(Point annotation dataset records)
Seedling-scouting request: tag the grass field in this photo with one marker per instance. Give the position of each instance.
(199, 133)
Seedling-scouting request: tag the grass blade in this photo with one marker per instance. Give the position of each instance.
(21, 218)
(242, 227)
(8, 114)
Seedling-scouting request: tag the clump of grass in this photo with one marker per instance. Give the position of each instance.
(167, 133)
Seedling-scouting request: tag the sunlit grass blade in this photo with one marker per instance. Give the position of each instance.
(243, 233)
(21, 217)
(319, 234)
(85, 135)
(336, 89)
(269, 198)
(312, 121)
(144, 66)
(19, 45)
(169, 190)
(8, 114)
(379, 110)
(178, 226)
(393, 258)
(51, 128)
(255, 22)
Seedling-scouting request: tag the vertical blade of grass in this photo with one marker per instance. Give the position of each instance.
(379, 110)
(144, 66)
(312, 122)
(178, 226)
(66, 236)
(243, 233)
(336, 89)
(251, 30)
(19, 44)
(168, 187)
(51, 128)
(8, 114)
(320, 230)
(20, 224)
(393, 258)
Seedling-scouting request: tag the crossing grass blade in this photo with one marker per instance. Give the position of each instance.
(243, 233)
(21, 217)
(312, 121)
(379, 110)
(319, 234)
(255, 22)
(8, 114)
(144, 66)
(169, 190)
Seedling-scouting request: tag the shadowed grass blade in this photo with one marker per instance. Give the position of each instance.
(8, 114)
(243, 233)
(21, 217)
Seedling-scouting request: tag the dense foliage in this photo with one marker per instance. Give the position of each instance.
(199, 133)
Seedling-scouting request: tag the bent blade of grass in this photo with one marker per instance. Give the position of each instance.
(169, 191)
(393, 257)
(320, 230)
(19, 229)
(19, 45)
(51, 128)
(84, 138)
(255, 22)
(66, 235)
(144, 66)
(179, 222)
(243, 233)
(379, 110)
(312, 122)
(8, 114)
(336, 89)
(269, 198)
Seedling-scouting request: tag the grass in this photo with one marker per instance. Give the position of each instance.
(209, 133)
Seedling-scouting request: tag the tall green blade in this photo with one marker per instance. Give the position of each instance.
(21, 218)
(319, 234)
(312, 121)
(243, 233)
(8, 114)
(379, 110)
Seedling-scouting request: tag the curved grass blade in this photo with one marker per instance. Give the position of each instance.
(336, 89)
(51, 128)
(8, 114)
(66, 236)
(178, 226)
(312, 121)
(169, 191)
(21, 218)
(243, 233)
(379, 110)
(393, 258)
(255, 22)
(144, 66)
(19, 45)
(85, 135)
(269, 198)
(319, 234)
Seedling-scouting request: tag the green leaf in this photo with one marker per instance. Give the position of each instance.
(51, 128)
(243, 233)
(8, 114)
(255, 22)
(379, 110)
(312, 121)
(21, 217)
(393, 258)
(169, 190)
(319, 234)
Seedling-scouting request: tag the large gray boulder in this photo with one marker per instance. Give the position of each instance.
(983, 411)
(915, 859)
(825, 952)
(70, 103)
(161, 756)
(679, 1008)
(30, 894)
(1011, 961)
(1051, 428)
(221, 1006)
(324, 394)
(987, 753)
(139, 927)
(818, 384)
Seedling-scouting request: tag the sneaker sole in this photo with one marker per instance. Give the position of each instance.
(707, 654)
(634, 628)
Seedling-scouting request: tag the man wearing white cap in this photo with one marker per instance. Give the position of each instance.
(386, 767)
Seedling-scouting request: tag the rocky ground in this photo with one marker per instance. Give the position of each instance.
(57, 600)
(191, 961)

DIRECTIONS:
Restate every record exactly, leaving nothing out.

RESPONSE TO THE EXERCISE:
Seedling-scouting request: tag the grass field in this photo with one marker per instance. Give the position of each instance.
(199, 133)
Seedling-scouting request: tag the grass blade in this photo with one marker per instance. Give the position of each instance.
(21, 218)
(242, 227)
(8, 114)
Seedling-scouting request: tag the clump of grass in this photo with one marker per instance. Give the position of each instance.
(167, 133)
Seedling-scouting request: tag the sunlit grass blade in this photo with one marker per instance. Give the position of each instance.
(243, 233)
(21, 217)
(319, 234)
(85, 135)
(336, 89)
(269, 198)
(312, 121)
(144, 66)
(19, 45)
(169, 190)
(8, 114)
(379, 110)
(178, 226)
(393, 258)
(51, 128)
(255, 22)
Seedling-scouting request: tag the vertical blade of grass in this photo with one marker per instance. Give the position of each instance.
(379, 110)
(144, 66)
(312, 122)
(178, 226)
(66, 236)
(243, 233)
(336, 89)
(251, 30)
(19, 44)
(168, 187)
(51, 128)
(8, 114)
(320, 230)
(20, 224)
(393, 258)
Seedling-scouting request: tag the crossing grass blade in this photo with one marker per instance. Give the position of each instance.
(243, 233)
(21, 217)
(312, 121)
(379, 110)
(319, 234)
(255, 22)
(8, 114)
(144, 66)
(169, 190)
Seedling-scouting request: tag the shadowed grass blade in this photo with one marker per instance. Give the position of each instance.
(8, 114)
(243, 233)
(21, 217)
Seedling-scouting request: tag the dense foliage in this photo with one marker per instance. Give the position of each instance.
(199, 133)
Seedling-scouting request: tag the bent blade of grass in this photo with one marker per instance. Give the position of each instance.
(169, 191)
(393, 257)
(320, 230)
(19, 229)
(19, 45)
(51, 128)
(84, 138)
(255, 22)
(66, 235)
(144, 66)
(179, 222)
(243, 233)
(379, 110)
(312, 122)
(8, 114)
(336, 89)
(269, 198)
Seedling-scouting request: tag the grass in this photo with one marker per instance. Give the position of each instance.
(209, 133)
Seedling-scouting request: tag the tall green blade in this photo with one marker per instance. Give the position of each instance.
(21, 218)
(319, 234)
(312, 121)
(243, 233)
(8, 114)
(379, 110)
Seedling-scouting request: tag the curved grass blade in this photo with one marker per instance. Give the position of each instance.
(336, 89)
(51, 128)
(8, 114)
(66, 236)
(178, 226)
(312, 121)
(169, 191)
(21, 218)
(243, 233)
(379, 110)
(393, 258)
(255, 22)
(144, 66)
(19, 45)
(85, 135)
(269, 198)
(319, 234)
Seedling-scouting request: tag the green leaf in this photo with one marker per instance. Give the position of each instance.
(51, 128)
(243, 233)
(8, 114)
(255, 22)
(379, 110)
(312, 121)
(21, 217)
(393, 258)
(169, 190)
(319, 234)
Seedling-scouting request: tag the large gray boulder in this photo with one marker per instance. Give the position of each instance.
(983, 411)
(915, 859)
(825, 952)
(70, 103)
(161, 756)
(679, 1008)
(30, 894)
(1011, 961)
(1051, 428)
(221, 1006)
(324, 394)
(987, 753)
(139, 927)
(818, 384)
Seedling-scouting request: tag the sneaker sole in this photo with one marker per instance. Give the position of each instance.
(707, 654)
(634, 628)
Seedling-scouting request: tag the man wearing white cap in this photo with one marker per instance. Give the position of each instance.
(386, 767)
Seedling-scouting request: tag the rocky ground in this photo with one marker per instance. Give the position of each instance.
(57, 600)
(191, 961)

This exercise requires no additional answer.